# EXERCISE GOAL:
Go line by line through the data below, counting each one that has "street", and give the final count only.

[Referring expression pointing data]

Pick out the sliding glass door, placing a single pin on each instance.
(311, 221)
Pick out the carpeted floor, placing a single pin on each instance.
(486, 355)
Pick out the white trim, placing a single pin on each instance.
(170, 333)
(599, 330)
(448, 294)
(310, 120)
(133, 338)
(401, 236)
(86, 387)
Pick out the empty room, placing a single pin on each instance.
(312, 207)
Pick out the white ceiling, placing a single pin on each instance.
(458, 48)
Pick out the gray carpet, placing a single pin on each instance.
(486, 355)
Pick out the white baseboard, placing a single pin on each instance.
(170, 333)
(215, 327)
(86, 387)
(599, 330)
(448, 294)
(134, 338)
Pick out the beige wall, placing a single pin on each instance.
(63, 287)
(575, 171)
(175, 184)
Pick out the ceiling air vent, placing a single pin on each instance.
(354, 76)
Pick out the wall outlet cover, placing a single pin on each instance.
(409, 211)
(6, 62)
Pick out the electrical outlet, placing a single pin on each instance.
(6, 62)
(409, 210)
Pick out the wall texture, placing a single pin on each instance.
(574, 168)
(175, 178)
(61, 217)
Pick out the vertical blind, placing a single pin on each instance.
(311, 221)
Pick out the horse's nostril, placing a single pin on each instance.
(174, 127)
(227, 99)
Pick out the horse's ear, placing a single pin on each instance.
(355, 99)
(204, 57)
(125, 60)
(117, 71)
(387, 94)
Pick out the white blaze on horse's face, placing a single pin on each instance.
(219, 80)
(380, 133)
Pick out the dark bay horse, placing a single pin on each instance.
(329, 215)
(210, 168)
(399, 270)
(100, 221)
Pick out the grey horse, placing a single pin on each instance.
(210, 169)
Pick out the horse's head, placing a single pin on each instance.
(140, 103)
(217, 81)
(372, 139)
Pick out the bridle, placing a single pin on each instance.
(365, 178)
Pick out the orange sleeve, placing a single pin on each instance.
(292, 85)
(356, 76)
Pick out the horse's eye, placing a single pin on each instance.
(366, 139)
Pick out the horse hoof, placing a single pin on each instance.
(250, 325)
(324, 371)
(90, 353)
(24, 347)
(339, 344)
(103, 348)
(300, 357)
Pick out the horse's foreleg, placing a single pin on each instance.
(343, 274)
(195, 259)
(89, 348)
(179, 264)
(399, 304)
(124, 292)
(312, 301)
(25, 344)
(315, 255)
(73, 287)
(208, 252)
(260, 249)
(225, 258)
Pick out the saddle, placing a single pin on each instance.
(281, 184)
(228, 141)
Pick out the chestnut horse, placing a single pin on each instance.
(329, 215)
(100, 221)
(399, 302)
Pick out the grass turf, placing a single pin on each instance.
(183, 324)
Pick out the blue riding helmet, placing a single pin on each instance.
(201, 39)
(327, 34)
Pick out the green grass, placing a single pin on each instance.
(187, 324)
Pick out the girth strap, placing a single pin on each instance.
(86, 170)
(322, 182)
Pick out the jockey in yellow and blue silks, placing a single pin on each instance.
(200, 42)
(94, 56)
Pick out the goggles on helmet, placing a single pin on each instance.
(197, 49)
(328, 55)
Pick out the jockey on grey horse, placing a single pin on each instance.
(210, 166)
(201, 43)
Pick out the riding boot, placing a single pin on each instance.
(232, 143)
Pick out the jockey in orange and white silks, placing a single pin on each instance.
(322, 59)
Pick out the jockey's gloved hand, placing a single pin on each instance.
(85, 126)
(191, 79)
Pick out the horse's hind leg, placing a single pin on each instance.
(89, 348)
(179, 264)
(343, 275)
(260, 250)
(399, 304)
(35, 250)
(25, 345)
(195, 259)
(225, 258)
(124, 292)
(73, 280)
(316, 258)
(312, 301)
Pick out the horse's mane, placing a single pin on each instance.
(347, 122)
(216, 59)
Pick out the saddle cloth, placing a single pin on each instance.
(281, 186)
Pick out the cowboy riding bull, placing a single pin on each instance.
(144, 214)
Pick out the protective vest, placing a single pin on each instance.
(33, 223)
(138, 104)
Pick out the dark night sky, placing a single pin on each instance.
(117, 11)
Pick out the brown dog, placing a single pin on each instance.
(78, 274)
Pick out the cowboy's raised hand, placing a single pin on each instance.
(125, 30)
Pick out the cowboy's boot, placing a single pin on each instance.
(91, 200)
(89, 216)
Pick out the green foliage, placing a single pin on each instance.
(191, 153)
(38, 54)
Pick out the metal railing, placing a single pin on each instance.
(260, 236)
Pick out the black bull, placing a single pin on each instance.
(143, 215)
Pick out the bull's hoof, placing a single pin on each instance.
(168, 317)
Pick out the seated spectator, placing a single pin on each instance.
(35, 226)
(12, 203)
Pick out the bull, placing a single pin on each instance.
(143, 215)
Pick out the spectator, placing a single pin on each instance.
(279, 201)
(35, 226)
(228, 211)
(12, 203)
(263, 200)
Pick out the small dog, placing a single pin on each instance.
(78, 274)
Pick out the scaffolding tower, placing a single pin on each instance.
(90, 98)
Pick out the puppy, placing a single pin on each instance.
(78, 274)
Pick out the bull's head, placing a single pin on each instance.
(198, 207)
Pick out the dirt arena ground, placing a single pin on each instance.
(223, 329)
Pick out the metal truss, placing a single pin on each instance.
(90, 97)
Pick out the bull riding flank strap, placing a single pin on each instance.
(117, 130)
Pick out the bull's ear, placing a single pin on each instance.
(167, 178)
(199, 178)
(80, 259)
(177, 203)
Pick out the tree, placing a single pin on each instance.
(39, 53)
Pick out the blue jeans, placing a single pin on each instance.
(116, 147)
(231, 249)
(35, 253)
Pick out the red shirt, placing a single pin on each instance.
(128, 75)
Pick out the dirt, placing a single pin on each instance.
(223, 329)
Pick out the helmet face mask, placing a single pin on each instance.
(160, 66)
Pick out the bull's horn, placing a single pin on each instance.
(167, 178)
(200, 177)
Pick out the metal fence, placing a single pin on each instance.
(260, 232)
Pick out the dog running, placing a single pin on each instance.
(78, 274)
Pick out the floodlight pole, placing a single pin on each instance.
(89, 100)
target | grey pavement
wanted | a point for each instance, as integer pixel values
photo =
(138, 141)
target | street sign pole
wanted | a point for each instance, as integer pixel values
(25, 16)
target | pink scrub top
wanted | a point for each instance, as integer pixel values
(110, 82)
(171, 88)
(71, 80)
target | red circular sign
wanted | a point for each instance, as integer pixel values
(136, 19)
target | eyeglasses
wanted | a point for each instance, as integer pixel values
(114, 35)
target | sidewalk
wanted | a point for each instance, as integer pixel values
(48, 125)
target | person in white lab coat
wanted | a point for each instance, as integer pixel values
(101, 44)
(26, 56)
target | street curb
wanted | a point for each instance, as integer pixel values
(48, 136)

# EXERCISE OUTPUT:
2